[WRITTEN TASK]
Pull out every line in the entries below that contains the word "green", and copy each one as it appears.

[DATA FOR PROCESSING]
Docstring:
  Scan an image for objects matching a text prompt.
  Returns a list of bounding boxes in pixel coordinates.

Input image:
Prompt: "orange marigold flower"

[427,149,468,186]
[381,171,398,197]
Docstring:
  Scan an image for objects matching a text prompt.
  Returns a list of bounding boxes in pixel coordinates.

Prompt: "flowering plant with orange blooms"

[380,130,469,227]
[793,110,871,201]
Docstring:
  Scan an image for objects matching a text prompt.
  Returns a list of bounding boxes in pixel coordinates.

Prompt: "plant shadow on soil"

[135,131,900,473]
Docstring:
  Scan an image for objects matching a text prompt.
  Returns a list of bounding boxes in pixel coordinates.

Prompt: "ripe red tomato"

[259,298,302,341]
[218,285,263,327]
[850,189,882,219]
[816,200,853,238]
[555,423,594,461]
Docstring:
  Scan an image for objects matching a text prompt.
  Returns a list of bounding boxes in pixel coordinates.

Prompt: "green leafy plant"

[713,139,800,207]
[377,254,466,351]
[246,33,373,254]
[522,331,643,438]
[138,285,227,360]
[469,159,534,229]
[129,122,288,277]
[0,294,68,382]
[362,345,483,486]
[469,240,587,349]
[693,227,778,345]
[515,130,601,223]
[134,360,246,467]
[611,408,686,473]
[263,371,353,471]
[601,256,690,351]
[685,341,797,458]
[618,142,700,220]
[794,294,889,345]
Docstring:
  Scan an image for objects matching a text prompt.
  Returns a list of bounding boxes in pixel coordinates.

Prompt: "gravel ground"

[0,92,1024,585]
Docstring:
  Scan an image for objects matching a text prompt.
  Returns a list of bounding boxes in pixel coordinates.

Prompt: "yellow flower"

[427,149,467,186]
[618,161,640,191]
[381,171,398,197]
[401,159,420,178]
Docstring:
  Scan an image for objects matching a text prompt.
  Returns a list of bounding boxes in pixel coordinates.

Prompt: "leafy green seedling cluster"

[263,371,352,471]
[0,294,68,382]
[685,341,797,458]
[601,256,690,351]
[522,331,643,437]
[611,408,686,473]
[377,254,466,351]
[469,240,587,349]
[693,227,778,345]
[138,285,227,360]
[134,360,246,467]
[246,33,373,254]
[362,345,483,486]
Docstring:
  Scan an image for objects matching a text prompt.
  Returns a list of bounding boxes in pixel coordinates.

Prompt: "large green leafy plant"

[RESPONSE TO THE TASK]
Prompt: "green leafy plant"
Prompt: "leafy green seedling cluster"
Prompt: "large green leafy plant"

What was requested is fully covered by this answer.